Exercise text =>
· · · · ·
BOSTON (CBS) – Doctor Jessica Flynn was quick to take action when she became aware of the desperate need for personal protective equipment at her husband's smaller Massachusetts hospital, where he works as an emergency room doctor. "They're beyond the point of one mask a day," she said. "They're wearing a mask until it's soiled."

She started calling her politicians. Then, she took to Twitter, using the hashtag #GetMePPE, meaning "Get Me Personal Protective Equipment." It's been shared by thousands of health care workers across the country to spread awareness of the nation's critical lack of lifesaving equipment for medical workers.

Flynn wrote, "This morning it was still dark when my husband left for the ER. He said, 'I never thought I'd have a job where people thank me for my service and my son cries every night worrying I will die.'"

At home, Flynn's husband sleeps in a separate bedroom and uses a separate bathroom so as to not contaminate his family. When he packs the car for work, he packs extra protective equipment, like painting masks, just in case he'll need it. Flynn says her middle son cries every night, worried for his dad's safety.

Nurses and doctors at other hospitals are feeling the lack of resources, too. "I feel like I'm putting myself in danger, and I feel like if I don't have the right PPE, I could endanger a patient," said Ellen McGinnis, a nurse at St. Elizabeth's Hospital. On Thursday, the Massachusetts Nurses Association called out the hospital's parent company, Steward Medical Group, for "inconsistently providing PPE including N95 masks, gowns and other equipment to staff when needed."

The same day, Governor Baker announced the Kraft Family had used the New England Patriots plane to collect more than 1 million N95 masks from China and bring them back to Massachusetts. "I'm delighted that the Patriots did that," Ellen McGinnis said. "There's no guarantee those masks will actually get to us, to the people working on the front lines."

"There is some sort of inequity between what hospitals are getting what," Dr. Flynn said. She worries resource-rich hospitals have more life-saving equipment than smaller ones.

Dr. Alister Martin, who works in the Emergency Department at Mass General Hospital, understands the disparity between resources. "It's a challenge," he told WBZ. "We're lucky to work at Mass General. We don't have to worry that much. We get a mask at the beginning of a shift and we're able to use it until the end of the shift." He called it a "luxury" that he gets a new mask every day. Typical protocol, prior to the COVID-19 outbreak, is one mask for each patient a health care worker treats.

Dr. Martin took to Twitter on a day he calls unlike anything he's seen in the ER. He put an unprecedented 12 patients on ventilators in one shift because of COVID-19. "There's this new emotion that we've never had as health care providers. And that is fear. Fear for our own lives, to be totally honest," he told WBZ. "A lot of us are going to get this illness and some of us might not make it. That is the really scary part of this PPE situation."

He, too, thanked the Patriots organization for getting masks for Massachusetts, and added, "there's an opportunity here to invest in hospitals and health care so we don't have to send the Patriots to China to get some N95 masks."
· · · · ·
Dataset extract =>
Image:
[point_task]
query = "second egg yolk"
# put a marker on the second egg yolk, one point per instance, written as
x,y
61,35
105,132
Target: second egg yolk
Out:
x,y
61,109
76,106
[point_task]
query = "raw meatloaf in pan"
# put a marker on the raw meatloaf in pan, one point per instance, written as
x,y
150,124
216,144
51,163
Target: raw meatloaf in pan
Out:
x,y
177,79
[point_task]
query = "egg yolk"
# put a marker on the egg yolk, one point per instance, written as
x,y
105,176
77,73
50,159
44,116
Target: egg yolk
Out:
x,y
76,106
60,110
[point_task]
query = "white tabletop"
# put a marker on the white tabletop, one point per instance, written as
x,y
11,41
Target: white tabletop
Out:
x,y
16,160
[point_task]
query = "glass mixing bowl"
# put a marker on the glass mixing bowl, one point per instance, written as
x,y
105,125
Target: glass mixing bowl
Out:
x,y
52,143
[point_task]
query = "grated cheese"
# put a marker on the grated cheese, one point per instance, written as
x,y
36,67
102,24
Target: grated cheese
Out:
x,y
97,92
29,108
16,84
· · · · ·
What you will do =>
- a) From the news story about #GetMePPE, write out the stretch from "She started calling" through "his dad's safety.".
- b) Decide whether each statement agrees with the news story about #GetMePPE. Answer yes or no, and quote the words from the story that settle it.
(i) Flynn's husband is an emergency room doctor at a smaller Massachusetts hospital.
(ii) The Patriots plane brought back more than 2 million N95 masks from China.
(iii) Ellen McGinnis is a nurse at Mass General Hospital.

Answers for the exercise =>
- a)
She started calling her politicians. Then, she took to Twitter, using the hashtag #GetMePPE, meaning "Get Me Personal Protective Equipment." It's been shared by thousands of health care workers across the country to spread awareness of the nation's critical lack of lifesaving equipment for medical workers.

Flynn wrote, "This morning it was still dark when my husband left for the ER. He said, 'I never thought I'd have a job where people thank me for my service and my son cries every night worrying I will die.'"

At home, Flynn's husband sleeps in a separate bedroom and uses a separate bathroom so as to not contaminate his family. When he packs the car for work, he packs extra protective equipment, like painting masks, just in case he'll need it. Flynn says her middle son cries every night, worried for his dad's safety.

- b)
(i) Yes: "her husband's smaller Massachusetts hospital, where he works as an emergency room doctor"
(ii) No: "collect more than 1 million N95 masks from China"
(iii) No: "a nurse at St. Elizabeth's Hospital"